───── Data listing ─────
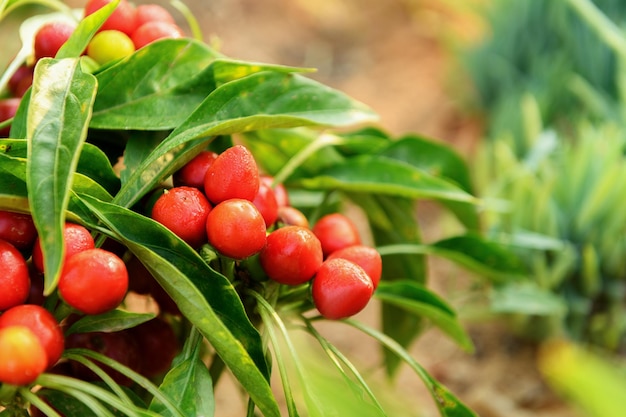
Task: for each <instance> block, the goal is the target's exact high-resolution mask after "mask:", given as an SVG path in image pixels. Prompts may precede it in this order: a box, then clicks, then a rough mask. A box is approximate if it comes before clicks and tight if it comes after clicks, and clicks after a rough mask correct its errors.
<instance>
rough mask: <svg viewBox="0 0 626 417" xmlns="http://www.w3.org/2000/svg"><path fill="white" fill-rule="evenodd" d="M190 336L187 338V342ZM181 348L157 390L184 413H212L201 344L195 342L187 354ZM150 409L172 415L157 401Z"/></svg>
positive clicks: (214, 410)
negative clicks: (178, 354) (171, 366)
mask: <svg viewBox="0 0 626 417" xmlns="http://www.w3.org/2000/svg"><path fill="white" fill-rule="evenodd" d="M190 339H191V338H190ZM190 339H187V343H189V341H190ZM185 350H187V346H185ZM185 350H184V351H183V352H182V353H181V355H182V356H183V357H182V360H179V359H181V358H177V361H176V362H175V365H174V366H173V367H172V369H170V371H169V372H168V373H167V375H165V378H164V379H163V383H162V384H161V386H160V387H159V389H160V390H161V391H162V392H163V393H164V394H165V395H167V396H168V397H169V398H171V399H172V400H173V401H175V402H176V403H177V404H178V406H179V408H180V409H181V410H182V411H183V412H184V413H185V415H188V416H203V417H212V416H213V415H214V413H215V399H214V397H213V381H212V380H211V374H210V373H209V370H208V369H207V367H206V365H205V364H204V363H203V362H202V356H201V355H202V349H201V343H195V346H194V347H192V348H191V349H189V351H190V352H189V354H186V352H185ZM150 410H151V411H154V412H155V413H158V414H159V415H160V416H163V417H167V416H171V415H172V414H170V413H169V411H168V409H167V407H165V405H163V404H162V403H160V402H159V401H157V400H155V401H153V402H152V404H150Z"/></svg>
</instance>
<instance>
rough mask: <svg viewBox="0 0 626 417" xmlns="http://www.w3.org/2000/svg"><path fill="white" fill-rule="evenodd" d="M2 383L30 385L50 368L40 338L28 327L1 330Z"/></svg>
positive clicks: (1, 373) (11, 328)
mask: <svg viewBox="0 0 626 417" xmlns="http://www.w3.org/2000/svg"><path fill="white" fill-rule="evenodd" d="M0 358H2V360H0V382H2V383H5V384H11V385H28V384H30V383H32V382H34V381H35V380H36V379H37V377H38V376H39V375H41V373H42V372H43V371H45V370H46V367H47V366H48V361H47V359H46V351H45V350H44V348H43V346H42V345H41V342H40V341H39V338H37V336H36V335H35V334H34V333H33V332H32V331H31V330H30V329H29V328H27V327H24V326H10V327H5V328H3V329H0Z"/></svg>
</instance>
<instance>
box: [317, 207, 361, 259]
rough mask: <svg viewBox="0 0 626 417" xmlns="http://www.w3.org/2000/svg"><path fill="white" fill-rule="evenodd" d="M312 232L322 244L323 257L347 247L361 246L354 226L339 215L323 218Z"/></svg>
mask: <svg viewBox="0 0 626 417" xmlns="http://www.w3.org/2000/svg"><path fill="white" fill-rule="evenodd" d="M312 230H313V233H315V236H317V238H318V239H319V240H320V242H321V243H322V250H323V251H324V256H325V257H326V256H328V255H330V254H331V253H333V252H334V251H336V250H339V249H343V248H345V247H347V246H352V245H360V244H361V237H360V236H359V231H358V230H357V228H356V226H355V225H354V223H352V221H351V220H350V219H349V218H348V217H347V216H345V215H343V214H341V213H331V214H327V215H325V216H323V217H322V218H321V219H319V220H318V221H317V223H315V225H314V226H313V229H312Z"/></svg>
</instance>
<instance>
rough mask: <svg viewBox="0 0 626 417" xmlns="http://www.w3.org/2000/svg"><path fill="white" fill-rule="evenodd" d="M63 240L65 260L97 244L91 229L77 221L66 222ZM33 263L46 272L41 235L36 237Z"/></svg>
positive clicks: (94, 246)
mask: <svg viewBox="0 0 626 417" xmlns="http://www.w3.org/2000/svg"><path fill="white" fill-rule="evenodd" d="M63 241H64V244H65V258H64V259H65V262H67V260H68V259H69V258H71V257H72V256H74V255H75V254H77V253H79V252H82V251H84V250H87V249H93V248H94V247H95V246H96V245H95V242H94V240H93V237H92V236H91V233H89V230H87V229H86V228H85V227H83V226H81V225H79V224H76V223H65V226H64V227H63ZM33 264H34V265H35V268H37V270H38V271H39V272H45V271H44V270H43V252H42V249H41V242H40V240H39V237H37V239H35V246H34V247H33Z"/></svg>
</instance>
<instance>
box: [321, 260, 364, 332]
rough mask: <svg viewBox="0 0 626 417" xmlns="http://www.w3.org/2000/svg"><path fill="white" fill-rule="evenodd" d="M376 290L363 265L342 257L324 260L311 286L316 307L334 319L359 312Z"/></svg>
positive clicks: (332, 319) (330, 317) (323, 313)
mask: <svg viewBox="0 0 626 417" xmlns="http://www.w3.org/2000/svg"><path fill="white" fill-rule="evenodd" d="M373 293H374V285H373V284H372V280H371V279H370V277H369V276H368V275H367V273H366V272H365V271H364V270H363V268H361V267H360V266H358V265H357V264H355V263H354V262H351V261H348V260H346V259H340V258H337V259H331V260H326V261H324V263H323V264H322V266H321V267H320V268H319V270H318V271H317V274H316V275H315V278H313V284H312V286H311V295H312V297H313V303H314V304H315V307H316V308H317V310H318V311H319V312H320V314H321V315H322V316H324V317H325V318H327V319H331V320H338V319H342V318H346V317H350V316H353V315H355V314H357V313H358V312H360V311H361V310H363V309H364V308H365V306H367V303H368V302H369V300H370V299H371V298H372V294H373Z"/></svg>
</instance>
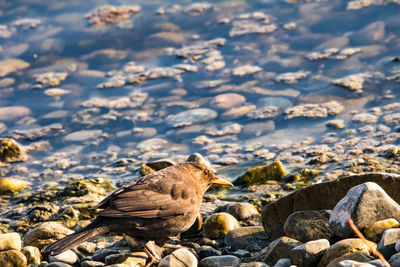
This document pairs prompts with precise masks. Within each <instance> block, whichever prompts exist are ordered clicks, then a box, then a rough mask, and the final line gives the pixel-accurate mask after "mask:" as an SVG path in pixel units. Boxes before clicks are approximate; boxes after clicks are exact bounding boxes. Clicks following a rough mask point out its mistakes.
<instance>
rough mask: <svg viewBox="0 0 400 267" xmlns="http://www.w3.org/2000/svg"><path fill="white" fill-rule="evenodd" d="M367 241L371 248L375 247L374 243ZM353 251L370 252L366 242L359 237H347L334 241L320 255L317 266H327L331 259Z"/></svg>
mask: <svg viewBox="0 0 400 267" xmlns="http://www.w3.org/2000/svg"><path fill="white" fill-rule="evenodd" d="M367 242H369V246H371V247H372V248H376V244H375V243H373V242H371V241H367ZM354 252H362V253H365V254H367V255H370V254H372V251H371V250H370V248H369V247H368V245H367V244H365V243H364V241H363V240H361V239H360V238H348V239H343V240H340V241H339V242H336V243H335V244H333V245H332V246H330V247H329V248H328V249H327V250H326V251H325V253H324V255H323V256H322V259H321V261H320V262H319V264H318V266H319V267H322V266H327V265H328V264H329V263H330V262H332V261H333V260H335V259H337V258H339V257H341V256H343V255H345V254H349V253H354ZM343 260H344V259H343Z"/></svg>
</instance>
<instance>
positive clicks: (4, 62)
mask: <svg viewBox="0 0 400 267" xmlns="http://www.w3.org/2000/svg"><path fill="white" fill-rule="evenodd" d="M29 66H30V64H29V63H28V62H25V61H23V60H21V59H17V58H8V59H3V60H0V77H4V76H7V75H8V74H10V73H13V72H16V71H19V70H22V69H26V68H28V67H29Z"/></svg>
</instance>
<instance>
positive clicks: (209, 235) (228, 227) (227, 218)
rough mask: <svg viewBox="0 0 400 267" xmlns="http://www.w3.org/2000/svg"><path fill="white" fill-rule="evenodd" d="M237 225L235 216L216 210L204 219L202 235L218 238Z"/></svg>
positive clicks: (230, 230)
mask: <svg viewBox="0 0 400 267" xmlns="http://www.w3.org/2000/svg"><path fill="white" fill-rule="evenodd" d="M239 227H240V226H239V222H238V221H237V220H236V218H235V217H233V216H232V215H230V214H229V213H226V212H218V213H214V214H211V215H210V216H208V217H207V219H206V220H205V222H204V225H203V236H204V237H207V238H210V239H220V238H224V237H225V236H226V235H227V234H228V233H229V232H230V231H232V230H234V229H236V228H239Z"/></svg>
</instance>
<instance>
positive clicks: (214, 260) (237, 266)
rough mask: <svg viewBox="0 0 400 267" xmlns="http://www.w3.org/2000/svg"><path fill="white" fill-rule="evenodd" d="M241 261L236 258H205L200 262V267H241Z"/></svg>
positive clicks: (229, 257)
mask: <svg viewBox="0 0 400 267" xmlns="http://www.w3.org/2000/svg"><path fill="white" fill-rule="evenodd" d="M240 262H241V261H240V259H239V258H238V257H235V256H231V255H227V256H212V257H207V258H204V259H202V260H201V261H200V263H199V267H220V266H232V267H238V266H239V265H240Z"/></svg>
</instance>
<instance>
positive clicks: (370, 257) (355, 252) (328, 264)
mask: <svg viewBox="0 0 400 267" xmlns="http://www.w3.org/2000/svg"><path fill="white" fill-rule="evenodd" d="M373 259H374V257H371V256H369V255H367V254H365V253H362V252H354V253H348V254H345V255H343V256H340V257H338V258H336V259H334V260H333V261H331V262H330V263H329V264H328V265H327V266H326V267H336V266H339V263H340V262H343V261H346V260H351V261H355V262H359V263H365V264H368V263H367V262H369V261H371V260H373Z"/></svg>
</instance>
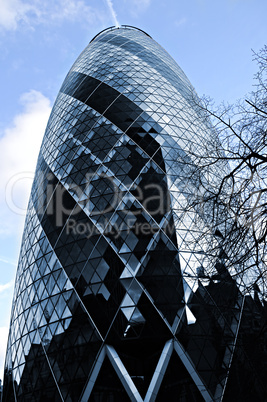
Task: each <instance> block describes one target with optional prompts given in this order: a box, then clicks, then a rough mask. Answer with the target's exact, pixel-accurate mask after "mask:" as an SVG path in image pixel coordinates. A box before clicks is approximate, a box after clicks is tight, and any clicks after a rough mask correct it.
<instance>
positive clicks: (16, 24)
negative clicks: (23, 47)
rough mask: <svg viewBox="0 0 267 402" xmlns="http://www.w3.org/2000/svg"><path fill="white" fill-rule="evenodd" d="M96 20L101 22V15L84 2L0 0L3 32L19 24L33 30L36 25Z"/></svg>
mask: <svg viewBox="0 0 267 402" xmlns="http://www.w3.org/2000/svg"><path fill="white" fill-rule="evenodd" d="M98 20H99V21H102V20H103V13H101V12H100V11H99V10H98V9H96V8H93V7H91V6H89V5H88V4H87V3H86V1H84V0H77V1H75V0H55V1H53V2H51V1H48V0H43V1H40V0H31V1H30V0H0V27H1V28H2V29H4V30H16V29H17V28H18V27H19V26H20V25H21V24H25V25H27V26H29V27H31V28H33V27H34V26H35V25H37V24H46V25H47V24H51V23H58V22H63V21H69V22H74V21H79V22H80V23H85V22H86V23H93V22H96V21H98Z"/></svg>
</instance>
─────
Your objective:
Retype the lines above, keeping every character the same, from the very beginning through the line that contains "positive clicks: (214, 410)". Leave out the pictures.

Result:
Task: for each <instance> block, the goal is the target's exact high-resolution mask after "mask:", given as an SVG path in image pixels. Prompts may precede it in this order: a box, then clicks, then a rough mask. A box is approximate if it comes before clicks and tight if it comes after clicks, and clicks after a rough mask correct its errors.
<instance>
rough mask: <svg viewBox="0 0 626 417" xmlns="http://www.w3.org/2000/svg"><path fill="white" fill-rule="evenodd" d="M190 336L187 338V342ZM181 348L157 390L184 413H212L201 344L195 342L187 354ZM150 409L172 415L157 401Z"/></svg>
positive clicks: (214, 410)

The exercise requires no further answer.